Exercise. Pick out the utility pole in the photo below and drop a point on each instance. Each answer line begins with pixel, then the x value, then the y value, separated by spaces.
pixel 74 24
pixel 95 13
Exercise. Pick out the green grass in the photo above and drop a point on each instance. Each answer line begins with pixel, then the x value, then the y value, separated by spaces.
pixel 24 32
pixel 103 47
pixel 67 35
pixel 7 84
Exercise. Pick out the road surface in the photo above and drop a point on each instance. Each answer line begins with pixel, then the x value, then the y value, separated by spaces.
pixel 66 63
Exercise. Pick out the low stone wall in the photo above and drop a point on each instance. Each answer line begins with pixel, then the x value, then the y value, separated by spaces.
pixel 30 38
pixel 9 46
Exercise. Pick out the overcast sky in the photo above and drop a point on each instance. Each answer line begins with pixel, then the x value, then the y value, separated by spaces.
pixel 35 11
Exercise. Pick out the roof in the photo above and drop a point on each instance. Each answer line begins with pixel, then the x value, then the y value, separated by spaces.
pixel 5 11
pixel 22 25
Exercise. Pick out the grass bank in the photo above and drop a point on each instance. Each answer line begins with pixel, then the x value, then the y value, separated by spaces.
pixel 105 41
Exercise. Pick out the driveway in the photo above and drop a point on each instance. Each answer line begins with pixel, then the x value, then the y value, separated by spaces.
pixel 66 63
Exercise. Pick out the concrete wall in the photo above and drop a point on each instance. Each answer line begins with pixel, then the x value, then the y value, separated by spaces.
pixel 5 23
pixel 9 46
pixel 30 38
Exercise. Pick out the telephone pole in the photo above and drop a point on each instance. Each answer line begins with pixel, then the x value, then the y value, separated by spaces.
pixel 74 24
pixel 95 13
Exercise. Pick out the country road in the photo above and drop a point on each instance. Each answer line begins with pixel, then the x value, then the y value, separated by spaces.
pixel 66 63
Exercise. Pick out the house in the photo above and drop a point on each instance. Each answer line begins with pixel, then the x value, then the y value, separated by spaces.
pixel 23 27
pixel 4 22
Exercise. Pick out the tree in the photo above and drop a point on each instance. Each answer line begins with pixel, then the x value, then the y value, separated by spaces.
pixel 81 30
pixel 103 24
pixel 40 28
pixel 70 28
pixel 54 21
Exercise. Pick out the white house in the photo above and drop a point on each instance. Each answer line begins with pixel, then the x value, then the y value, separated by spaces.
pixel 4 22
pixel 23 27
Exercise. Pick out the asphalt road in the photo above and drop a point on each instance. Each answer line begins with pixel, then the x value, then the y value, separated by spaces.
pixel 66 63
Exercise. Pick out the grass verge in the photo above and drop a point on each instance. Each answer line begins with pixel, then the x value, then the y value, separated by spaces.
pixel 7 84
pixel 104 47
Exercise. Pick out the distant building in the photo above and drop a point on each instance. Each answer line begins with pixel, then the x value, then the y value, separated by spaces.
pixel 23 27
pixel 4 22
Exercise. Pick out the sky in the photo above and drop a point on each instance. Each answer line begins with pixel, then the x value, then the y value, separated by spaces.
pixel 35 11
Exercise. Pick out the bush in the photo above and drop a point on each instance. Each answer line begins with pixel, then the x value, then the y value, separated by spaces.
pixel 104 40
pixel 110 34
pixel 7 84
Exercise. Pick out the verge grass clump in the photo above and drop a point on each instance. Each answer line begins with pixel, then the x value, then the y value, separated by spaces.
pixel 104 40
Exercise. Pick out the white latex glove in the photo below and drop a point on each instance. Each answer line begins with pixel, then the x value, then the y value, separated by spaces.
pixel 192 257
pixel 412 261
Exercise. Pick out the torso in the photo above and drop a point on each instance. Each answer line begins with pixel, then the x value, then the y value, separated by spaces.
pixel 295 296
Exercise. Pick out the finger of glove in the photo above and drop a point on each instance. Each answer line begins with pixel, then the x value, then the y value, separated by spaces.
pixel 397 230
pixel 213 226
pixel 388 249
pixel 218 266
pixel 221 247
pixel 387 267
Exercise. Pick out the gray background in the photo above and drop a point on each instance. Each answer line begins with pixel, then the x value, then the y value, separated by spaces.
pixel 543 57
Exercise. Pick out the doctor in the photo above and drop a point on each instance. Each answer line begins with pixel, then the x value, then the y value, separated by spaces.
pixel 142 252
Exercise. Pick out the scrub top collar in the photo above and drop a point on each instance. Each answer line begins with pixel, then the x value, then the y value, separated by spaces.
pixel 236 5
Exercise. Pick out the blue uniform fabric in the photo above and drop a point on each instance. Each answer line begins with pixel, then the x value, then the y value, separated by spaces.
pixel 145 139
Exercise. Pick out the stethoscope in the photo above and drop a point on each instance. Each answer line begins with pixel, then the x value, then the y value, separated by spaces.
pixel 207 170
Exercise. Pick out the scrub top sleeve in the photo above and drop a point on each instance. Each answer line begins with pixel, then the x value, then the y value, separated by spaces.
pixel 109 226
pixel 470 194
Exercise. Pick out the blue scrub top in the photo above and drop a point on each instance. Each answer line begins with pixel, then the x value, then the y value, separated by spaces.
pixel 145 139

━━━━━━

#### TASK DESCRIPTION
An exact restatement of the data is required.

#### ANSWER AREA
Exercise. Pick out the utility pole in the photo below and drop a point on each instance. Each answer line begins with pixel, then the x value, then the y value, separated by spaces.
pixel 74 24
pixel 95 13
Exercise. Pick out the green grass in the photo above and drop a point on each instance. Each answer line begins with pixel, then the x value, then the y value, separated by spaces.
pixel 24 32
pixel 103 47
pixel 67 35
pixel 7 84
Exercise. Pick out the road surface in the photo above and drop a point on each instance. Each answer line begins with pixel, then the x value, then the y value, separated by spaces.
pixel 66 63
Exercise. Pick out the low stone wall in the photo above and drop a point on each instance. Each answer line begins with pixel, then the x value, then the y value, separated by spaces.
pixel 30 38
pixel 9 46
Exercise. Pick out the overcast sky in the photo above and drop a point on each instance. Each answer line begins with pixel, then the x value, then the y value, separated by spaces.
pixel 35 11
Exercise. Pick out the roof in the photo above and drop a point on each instance. Each answer line begins with pixel, then the x value, then the y value, separated by spaces.
pixel 5 11
pixel 22 25
Exercise. Pick out the grass bank in the photo above and drop a point on each instance. Each answer line begins with pixel, then the x value, then the y value, separated by spaces.
pixel 105 41
Exercise. Pick out the driveway in the photo above and drop a point on each instance. Each answer line begins with pixel, then the x value, then the y value, separated by spaces.
pixel 66 63
Exercise. Pick out the concrete wall in the photo above and drop a point on each instance. Each answer line begins with pixel, then the x value, then the y value, separated by spaces.
pixel 5 23
pixel 9 46
pixel 30 38
Exercise. Pick out the telephone pole in the photo above and drop a point on each instance. Each answer line begins with pixel, then the x value, then the y value, separated by spaces.
pixel 74 24
pixel 95 13
Exercise. Pick out the country road in the photo above and drop a point on each instance. Each answer line begins with pixel, then the x value, then the y value, separated by spaces.
pixel 66 63
Exercise. Pick out the house in the photo above and drop a point on each instance. Each answer line begins with pixel, then the x value, then the y value, separated by spaces.
pixel 23 27
pixel 4 22
Exercise. Pick out the tree in the photo above and drop a point on each instance. Each answer line begins with pixel, then the x value, then the y value, separated by spaces.
pixel 81 30
pixel 103 24
pixel 40 28
pixel 70 28
pixel 54 21
Exercise. Pick out the white house in the photo above and drop a point on each instance. Each answer line begins with pixel, then the x value, then the y value, separated by spaces.
pixel 4 22
pixel 23 27
Exercise. Pick out the asphalt road in the photo above and drop a point on each instance. Each answer line begins with pixel, then the x value, then the y value, separated by spaces.
pixel 66 63
Exercise. Pick out the grass verge in the photo above and drop a point on each instance. Each answer line begins with pixel, then the x value, then the y value, separated by spaces.
pixel 7 84
pixel 104 47
Exercise. Pick out the distant building in the photo above and drop a point on each instance. Each answer line begins with pixel, then the x value, then the y value, separated by spaces.
pixel 23 27
pixel 4 22
Exercise. Pick out the sky in the photo above and drop a point on each instance. Each answer line begins with pixel, then the x value, then the y value, separated by spaces.
pixel 35 11
Exercise. Pick out the bush in the photo above and drop a point on each instance. Each answer line begins with pixel, then the x value, then the y value, separated by spaces.
pixel 104 40
pixel 110 34
pixel 7 84
Exercise. Pick out the verge grass clump in the photo above and drop a point on each instance. Each answer line begins with pixel, then the x value, then the y value, separated by spaces.
pixel 104 40
Exercise. Pick out the white latex glove in the photo below and drop a point on each instance. Each answer line begins with pixel, then the x value, then the y value, separated by spaces.
pixel 192 257
pixel 412 261
Exercise. Pick out the torso in the photo above and drop a point on each instance. Each answer line begins with pixel, then the x value, then the y value, separated by spaces.
pixel 295 296
Exercise. Pick out the finger of glove in the photo above and drop a point on each instance. Each answer line begins with pixel, then the x value, then the y value, separated by spaces.
pixel 397 230
pixel 213 226
pixel 388 249
pixel 218 266
pixel 221 247
pixel 387 267
Exercise. Pick out the gray background in the photo above and drop a point on each instance. Each answer line begins with pixel, then the x value, then the y value, separated by spaces.
pixel 543 57
Exercise. Pick out the doctor in the photo above and drop a point on each instance. Each answer line begins with pixel, then the x value, then the y value, separated by spaces.
pixel 142 252
Exercise. Pick out the scrub top collar in the photo above and drop a point on each instance. Each answer line begins with pixel, then the x value, then the y value, separated by spaces.
pixel 236 5
Exercise. Pick out the blue uniform fabric in the photo above and drop a point on each instance. Each answer line begins with pixel, then the x value, then the y value, separated by spaces.
pixel 145 139
Exercise. Pick out the stethoscope in the photo above and drop a point on each instance. Each answer line begins with pixel, then the x value, then the y value, separated by spaces.
pixel 207 170
Exercise. Pick out the scrub top sleeve in the photo above and drop a point on each instance. Each answer line begins with pixel, then the x value, then the y value, separated by spaces.
pixel 109 226
pixel 470 194
Exercise. Pick out the blue scrub top in the photo above and drop a point on each instance. Each answer line begins with pixel, then the x value, then the y value, separated by spaces.
pixel 145 139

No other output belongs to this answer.